SOURCE EXCERPT -
▶
Publish or perish: A 2nd grader’s perspective

One day in second grade, while reading a Weekly Reader — a mini newspaper for students that featured articles about interesting people, places and things – I came across a short article about a 6-year-old girl who had published a book of poetry. Because she didn’t know how, literally, to write, she dictated the poems to her mother and, voila, she became an author.

Although I don’t remember the girl’s name, I do remember thinking, “Oh no! I’m seven and I still haven’t published!” Embarrassingly, I continued to utter those words well into my 20s, when I began publishing steadily. Even today, I utter a variation of them: “Oh no! I’m entering my middle years and still haven’t published my most important work!”

I’m willing to bet that similar words have slipped into your conversations with others or even with yourself. Such words belong to the universal language of writers. Share them as we may, however, they don’t necessarily give us strength. Ultimately, all writers stand – and sit – alone.

Sitting down to write is key; it is your only means for quieting the negative Muzak playing in your mind. I know this as fact, just as I know that to quiet is not to rid. My publish or perish fears will always be part of my life. I’m learning, still with difficulty, to accept the inevitable. And so I sit. … and sit … and sit.

July 27, 2010   No Comments

Adrenaline and writing

Ideas are a shot of adrenaline; they engage our minds, make our spirits soar.

An idea travels at the speed of sound. It comes to us in a flash, unfolds just as quickly. It takes us right to the punch line, delivering a vision of our finished work in all its glory — something that shimmers, sparkles, shines, and changes lives.

Ideas are all these things and more. Ultimately, however, ideas are, well, just ideas. If we are to write — a book, an article, whatever — they must become more. They must move from the ephemeral to the actual.

They must be acted upon.

July 13, 2010   No Comments

The work-at-home, write-at-home mom

NOTE: I wrote this piece years ago, when my daughter was a babe and I was syndicating “Sunshine,” my parenting column. Ah, the memories it revives — eeek!!

I’m a mom who works at home. For those who think I’m being redundant — what mom doesn’t work at home? — let me be specific: I work for a living in my living room.

It’s not exactly an executive suite. There are blocks and rattles where leather chairs and oak filing cabinets should be. But it’s mine, at least a small corner of it, from which I write pieces like this one and others on parenting issues.

Working at home has its advantages. The dress is informal. It’s an easy commute, and there’s an eating establishment right around the corner (unfortunately). But it also has its drawbacks, especially if you have an infant around, as I do.

My daughter, as much as she loves me, has little respect for my work. For while she devours what I write — when I can’t get it out of her mouth — she’d rather I spend my time on other, more important things, namely her.
◀
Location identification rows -
▶
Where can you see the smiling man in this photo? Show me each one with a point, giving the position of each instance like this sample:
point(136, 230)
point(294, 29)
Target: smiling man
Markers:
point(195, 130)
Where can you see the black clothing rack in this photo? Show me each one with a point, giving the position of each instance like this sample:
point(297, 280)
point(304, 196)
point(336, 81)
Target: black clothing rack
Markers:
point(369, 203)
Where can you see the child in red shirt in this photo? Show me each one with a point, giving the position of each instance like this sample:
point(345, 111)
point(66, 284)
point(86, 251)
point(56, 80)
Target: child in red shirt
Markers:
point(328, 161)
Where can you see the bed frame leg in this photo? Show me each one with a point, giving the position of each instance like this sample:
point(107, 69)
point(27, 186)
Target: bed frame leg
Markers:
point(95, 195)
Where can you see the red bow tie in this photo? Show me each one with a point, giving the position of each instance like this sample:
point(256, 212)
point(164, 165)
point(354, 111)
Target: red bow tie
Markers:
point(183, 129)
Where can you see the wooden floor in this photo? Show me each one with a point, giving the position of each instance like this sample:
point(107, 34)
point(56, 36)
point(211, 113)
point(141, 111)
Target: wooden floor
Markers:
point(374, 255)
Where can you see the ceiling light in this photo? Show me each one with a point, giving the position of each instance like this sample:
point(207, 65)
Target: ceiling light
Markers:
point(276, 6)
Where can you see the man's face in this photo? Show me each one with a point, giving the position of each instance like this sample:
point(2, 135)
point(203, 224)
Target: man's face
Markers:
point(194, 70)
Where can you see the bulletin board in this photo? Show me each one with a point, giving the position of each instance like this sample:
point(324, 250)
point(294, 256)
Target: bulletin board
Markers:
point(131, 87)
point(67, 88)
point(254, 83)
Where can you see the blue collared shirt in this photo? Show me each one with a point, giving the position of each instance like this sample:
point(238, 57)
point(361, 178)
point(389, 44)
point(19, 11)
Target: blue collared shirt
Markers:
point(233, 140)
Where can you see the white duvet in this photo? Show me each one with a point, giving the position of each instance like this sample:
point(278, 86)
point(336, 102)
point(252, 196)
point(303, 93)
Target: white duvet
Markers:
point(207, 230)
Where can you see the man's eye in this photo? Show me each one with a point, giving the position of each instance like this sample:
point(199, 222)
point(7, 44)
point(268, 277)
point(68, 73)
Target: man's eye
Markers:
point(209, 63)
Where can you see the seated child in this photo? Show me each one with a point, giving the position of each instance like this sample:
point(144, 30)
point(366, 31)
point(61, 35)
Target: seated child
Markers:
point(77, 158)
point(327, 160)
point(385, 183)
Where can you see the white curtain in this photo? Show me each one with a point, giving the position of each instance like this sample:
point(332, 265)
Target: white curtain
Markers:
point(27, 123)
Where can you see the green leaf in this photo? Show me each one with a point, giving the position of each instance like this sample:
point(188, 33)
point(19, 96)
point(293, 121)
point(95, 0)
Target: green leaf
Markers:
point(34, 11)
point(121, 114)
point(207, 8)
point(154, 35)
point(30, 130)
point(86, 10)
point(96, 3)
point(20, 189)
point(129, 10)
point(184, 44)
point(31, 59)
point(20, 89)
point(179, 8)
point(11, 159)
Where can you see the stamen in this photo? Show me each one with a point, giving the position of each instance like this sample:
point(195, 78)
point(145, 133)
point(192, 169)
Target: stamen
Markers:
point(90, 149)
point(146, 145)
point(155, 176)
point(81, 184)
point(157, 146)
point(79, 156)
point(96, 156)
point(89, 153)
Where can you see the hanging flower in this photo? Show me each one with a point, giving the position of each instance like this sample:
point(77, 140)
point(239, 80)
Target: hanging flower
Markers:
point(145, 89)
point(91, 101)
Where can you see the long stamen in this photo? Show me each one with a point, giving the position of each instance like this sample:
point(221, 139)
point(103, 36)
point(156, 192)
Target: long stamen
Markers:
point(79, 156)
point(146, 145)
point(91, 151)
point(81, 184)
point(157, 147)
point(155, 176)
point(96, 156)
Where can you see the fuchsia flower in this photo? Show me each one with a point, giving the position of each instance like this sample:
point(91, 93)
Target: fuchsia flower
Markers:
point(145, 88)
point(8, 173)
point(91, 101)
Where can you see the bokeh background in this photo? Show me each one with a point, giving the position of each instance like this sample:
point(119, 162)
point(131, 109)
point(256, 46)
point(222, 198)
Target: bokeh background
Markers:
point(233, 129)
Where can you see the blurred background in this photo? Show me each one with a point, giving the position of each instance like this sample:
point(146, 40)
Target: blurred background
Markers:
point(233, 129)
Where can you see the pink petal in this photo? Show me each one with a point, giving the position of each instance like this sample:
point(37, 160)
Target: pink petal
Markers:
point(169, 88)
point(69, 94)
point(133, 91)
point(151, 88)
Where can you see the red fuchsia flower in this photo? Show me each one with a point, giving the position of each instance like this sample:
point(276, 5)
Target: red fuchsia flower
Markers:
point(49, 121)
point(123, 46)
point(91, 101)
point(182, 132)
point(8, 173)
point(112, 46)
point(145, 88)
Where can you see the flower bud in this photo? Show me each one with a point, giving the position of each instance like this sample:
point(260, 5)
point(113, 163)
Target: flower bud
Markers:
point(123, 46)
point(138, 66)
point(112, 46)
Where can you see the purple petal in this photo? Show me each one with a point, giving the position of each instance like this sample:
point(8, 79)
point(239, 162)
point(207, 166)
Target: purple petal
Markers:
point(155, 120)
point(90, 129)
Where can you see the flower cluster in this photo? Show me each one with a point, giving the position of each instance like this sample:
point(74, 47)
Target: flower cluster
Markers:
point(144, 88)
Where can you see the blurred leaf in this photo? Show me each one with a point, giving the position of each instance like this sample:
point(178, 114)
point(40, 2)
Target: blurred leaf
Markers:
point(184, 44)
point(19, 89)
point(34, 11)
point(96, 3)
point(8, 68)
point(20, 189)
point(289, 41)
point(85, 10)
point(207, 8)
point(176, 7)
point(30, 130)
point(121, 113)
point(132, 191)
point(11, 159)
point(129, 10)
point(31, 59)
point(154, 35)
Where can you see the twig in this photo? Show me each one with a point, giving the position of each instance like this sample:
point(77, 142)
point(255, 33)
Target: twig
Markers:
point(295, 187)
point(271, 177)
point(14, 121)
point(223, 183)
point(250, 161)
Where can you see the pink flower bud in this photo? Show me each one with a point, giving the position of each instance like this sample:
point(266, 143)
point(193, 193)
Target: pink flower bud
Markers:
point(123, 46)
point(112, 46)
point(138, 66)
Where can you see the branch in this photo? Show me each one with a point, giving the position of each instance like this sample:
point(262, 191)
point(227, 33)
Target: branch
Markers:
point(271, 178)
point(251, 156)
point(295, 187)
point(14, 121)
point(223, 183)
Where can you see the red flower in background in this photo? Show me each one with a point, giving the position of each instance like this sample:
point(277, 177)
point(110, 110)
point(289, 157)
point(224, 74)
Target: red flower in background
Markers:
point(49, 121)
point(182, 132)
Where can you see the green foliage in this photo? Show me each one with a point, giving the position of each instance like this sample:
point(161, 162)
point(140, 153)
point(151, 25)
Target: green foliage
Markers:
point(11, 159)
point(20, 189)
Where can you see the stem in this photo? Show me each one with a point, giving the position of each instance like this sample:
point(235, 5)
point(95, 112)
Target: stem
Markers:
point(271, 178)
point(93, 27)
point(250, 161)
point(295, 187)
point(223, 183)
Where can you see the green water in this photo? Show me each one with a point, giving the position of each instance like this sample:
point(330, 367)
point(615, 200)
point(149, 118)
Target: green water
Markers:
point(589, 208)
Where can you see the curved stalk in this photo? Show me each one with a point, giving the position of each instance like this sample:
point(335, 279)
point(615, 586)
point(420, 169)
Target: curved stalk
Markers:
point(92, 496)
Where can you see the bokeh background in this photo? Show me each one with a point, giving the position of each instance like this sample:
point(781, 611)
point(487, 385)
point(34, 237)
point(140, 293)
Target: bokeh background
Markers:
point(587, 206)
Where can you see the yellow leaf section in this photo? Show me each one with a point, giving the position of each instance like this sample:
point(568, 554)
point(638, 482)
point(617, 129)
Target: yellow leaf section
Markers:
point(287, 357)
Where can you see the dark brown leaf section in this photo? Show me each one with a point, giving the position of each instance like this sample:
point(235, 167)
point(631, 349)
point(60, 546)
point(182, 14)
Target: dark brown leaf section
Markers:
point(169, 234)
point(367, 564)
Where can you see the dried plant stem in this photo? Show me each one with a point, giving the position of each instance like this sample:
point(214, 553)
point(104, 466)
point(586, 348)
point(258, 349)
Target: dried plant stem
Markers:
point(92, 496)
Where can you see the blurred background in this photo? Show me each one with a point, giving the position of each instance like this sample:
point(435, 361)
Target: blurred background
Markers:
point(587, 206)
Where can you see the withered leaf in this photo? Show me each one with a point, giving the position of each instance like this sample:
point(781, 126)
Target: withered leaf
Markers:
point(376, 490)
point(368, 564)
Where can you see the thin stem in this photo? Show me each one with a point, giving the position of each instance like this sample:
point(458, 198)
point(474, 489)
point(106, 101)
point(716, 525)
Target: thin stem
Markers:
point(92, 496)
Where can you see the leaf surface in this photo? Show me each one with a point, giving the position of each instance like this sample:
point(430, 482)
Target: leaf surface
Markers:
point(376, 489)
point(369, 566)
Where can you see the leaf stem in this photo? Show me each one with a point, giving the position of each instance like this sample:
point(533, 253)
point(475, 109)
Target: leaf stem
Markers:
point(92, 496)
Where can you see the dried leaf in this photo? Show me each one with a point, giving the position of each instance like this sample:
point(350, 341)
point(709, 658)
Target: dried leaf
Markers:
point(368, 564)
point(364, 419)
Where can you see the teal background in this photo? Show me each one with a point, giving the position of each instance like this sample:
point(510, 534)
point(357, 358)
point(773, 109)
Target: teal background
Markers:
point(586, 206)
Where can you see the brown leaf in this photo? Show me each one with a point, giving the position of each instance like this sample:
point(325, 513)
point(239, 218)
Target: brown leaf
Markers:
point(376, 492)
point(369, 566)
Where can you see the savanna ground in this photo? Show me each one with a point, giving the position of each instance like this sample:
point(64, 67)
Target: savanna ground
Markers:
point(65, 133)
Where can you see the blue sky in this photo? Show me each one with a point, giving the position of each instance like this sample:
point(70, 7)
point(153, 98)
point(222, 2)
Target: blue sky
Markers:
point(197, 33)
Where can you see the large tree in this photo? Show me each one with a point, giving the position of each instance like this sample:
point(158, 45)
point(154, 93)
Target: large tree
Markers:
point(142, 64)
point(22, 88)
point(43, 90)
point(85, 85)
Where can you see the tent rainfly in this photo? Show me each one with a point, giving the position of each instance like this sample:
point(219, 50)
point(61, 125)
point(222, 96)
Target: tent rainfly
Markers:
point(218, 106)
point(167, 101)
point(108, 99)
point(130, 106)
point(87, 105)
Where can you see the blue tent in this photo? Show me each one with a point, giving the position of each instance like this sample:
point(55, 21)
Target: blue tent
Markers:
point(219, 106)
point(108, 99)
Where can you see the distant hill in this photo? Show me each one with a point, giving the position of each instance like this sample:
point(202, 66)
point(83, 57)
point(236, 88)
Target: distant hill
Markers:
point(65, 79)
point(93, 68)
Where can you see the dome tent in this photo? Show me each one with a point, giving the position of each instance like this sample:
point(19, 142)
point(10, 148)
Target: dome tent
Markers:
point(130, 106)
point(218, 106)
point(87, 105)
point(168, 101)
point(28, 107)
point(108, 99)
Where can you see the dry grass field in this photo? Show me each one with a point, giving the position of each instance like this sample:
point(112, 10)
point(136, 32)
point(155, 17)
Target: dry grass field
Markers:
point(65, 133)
◀
WRITTEN PROBLEM - Turn the paragraph in the writing blog excerpt that begins "Working at home has its advantages" into a brief list that keeps its main facts. Rely only on the writing blog excerpt, not on the rows.

RIGHT ANSWER -
- Advantages of working at home: informal dress, an easy commute, and an eating establishment right around the corner (unfortunately).
- Drawback: having an infant around, as the writer does.